+++ Выбранный отрывок +++

Говорили о Паскале[54], которым отец был занят, говорили о лошадях и собаках. Шутили. Я так развеселилась, что когда отец и Александр Борисович ушли, я оделась и пошла в залу.
— Вот это хорошо! — сказал отец, увидав меня.
Все сидели за чайным столом и весело, непринужденно разговаривали. Мам? принимала ванну. Я рассказала, как купец Платонов посылал в Москву лошадь и экипаж своей жене, чтобы с вокзала она не ехала на извозчике.
— Это что, — сказал отец, — в Ельце есть купец, он никогда не ездит на поезде, говоря, что он не кобель, чтобы по свистку ходить!
Все смеялись и отец больше всех. Потом влетела летучая мышь, вскочили, гоняли ее, кричали и опять смеялись. Перед сном я зашла к отцу.
— Сердце твое как? — спросила я.
— Это все пустяки! — ответил он мне. — Самое важное не в этом, а в том, что не нынче-завтра умирать надо.
— А я не могу быть равнодушной к этому, — сказала я.
— Да, да, понимаю, а все-таки мне умирать пора.

+++

### Задания для выполнения
1. Замените «летучая мышь» на «ночная бабочка» в отрывке от слов «Все смеялись и» до слов «как? — спросила я.» и приведите этот фрагмент полностью.
2. Переведите на английский язык предложение из отрывка: «Все сидели за чайным столом и весело, непринужденно разговаривали».

+++ Исходные данные +++

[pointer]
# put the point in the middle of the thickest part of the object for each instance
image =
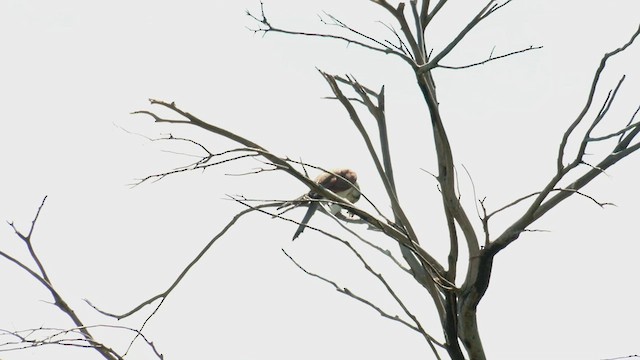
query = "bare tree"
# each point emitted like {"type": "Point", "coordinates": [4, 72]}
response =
{"type": "Point", "coordinates": [455, 295]}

+++

### Ответы к заданиям
1.
Все смеялись и отец больше всех. Потом влетела ночная бабочка, вскочили, гоняли ее, кричали и опять смеялись. Перед сном я зашла к отцу.
— Сердце твое как? — спросила я.

2. Everyone was sitting at the tea table, talking cheerfully and at ease.